**PARTS OF THE EXERCISE**
(a) In the economic update, reproduce the stretch from "Economic Update—September 5, 2013" through "was originally reported." word for word.
(b) List every job count stated as a number in the economic update.

**SOURCE EXTRACT**
Economic Update—September 5, 2013

By Steve Scranton, SVP, CFA
Chief Investment Officer

Employment Report

Jobs growth in the U.S. continued at a slow but sub‐par pace. The Bureau of Labor Statistics (BLS) reported that the nation added 169,000 jobs in August. This was below the expected level of 183,000. The BLS also revised lower the jobs growth for the previous two months. The total revision between the two months resulted in 74,000 less jobs being created compared to what was originally reported.

**RECORDED DATA**
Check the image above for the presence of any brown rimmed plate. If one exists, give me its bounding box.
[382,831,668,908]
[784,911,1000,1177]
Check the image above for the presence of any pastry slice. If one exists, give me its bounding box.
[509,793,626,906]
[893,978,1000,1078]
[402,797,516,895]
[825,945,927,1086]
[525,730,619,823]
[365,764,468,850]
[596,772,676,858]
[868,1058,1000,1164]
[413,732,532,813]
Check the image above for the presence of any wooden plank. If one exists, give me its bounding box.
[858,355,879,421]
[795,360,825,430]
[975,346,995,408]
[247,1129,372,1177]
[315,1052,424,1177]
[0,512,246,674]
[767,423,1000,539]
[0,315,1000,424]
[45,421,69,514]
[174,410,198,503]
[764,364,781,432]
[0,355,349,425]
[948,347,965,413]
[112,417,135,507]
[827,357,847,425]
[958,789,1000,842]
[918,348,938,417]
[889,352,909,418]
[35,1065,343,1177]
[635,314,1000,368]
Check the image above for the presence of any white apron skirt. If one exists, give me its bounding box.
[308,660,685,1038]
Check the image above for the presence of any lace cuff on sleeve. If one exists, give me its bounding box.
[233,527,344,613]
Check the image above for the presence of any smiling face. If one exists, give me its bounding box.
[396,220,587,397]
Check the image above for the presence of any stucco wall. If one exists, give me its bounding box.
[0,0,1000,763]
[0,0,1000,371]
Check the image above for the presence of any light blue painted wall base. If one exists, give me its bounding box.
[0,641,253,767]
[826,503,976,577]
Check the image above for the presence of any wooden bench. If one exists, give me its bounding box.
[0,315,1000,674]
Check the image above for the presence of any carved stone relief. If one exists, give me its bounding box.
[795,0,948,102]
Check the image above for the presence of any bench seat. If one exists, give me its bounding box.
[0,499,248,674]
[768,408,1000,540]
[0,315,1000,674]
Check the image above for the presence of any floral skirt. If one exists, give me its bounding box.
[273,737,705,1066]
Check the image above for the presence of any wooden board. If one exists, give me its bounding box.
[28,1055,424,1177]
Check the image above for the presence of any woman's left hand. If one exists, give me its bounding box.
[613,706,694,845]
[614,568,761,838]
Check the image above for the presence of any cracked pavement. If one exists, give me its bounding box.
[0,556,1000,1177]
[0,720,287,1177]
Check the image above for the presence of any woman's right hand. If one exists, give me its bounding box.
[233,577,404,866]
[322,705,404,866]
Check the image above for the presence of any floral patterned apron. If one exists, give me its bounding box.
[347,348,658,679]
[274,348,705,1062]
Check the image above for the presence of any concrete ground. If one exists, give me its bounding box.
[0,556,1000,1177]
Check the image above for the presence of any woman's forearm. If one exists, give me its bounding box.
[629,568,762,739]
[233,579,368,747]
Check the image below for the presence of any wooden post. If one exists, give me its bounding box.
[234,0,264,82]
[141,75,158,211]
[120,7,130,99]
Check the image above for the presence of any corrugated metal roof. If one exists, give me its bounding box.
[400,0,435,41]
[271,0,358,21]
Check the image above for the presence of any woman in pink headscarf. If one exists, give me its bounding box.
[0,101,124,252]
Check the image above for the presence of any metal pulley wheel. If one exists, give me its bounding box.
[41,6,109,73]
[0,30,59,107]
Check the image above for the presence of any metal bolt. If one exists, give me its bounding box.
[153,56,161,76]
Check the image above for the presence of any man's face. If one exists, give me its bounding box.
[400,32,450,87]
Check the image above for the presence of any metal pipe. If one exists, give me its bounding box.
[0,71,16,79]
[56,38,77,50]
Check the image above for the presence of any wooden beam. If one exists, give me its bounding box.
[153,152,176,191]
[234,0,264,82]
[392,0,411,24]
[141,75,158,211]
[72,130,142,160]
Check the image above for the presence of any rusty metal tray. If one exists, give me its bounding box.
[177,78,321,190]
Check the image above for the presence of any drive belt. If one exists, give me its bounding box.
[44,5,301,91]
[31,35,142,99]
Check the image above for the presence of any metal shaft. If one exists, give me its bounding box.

**RESPONSES BY TASK**
(a)
Economic Update—September 5, 2013

By Steve Scranton, SVP, CFA
Chief Investment Officer

Employment Report

Jobs growth in the U.S. continued at a slow but sub‐par pace. The Bureau of Labor Statistics (BLS) reported that the nation added 169,000 jobs in August. This was below the expected level of 183,000. The BLS also revised lower the jobs growth for the previous two months. The total revision between the two months resulted in 74,000 less jobs being created compared to what was originally reported.

(b)
169,000
183,000
74,000